Check each line of the entries below for the word "rough", and copy out the ones that have it.

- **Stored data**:
====
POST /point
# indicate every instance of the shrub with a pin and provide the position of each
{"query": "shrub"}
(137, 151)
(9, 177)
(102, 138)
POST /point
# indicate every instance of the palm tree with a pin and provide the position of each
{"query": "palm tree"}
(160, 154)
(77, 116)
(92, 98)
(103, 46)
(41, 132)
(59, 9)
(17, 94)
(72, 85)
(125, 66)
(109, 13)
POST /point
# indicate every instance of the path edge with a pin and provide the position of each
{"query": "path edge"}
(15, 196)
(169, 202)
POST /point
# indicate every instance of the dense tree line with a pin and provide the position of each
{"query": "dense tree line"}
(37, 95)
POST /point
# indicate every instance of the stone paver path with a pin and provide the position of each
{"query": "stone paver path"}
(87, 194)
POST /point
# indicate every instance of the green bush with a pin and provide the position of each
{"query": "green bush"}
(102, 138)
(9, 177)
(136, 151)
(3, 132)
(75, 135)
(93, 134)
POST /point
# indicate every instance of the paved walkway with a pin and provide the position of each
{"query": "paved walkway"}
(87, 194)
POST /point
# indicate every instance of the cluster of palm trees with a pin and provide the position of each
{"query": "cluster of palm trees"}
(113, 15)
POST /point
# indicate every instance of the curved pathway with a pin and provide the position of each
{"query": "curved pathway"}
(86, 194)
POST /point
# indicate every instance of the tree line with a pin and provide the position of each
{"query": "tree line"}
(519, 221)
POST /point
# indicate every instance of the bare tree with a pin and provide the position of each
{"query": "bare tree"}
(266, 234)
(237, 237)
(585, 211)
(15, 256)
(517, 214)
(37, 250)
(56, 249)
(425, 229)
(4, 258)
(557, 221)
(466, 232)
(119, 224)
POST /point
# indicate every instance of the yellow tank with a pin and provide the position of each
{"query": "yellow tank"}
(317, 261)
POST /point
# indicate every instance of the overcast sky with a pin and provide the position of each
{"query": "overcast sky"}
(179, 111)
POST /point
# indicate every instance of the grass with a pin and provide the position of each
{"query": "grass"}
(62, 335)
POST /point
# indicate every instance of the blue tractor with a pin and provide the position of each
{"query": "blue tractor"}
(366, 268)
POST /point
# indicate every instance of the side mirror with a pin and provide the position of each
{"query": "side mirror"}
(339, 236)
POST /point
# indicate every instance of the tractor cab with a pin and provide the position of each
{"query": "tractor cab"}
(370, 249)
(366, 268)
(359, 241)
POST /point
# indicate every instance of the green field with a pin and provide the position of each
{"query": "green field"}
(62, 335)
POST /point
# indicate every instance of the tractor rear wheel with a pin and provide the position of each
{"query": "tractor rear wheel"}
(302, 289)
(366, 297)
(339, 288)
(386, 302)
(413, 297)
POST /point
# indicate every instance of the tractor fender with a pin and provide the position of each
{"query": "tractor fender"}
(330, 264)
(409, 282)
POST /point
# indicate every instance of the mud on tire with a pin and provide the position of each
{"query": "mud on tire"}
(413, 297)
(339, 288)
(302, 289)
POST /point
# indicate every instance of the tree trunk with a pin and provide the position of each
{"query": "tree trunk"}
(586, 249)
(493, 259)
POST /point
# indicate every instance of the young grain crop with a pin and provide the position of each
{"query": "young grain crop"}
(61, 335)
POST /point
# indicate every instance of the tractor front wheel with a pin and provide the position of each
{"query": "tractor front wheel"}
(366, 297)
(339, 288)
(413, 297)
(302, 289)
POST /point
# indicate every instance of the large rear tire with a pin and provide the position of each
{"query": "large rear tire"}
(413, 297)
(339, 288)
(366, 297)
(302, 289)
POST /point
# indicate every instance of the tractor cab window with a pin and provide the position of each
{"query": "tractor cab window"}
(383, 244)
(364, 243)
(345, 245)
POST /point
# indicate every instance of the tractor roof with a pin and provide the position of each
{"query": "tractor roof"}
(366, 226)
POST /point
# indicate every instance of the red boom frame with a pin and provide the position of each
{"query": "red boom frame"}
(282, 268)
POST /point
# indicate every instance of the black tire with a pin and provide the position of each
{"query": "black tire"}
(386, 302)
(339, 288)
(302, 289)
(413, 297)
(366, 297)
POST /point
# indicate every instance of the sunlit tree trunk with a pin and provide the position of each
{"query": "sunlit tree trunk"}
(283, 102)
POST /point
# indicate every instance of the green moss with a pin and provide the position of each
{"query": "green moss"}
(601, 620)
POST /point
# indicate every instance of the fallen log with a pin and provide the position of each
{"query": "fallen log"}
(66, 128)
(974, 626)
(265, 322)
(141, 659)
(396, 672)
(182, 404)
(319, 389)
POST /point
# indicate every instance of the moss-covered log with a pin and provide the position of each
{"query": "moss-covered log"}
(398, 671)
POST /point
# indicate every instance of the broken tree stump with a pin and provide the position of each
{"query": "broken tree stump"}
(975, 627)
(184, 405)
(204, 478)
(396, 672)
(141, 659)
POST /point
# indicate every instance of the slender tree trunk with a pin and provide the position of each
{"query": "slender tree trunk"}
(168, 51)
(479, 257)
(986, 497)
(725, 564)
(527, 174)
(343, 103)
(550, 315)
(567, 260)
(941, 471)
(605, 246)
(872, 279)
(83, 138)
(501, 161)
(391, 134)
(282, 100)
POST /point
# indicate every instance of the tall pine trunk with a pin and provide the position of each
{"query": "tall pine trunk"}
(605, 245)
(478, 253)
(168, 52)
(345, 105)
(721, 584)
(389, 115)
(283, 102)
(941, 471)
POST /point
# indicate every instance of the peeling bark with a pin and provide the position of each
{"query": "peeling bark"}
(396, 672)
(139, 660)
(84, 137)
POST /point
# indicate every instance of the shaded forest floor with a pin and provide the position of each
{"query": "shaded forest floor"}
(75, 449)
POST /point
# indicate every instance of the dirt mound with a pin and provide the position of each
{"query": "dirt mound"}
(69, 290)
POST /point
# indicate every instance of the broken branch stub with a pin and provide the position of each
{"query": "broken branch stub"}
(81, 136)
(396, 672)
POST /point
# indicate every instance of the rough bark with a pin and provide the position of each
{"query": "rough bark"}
====
- **TASK ANSWER**:
# indicate every instance of the rough bark with a pin and provide the position of each
{"query": "rough bark"}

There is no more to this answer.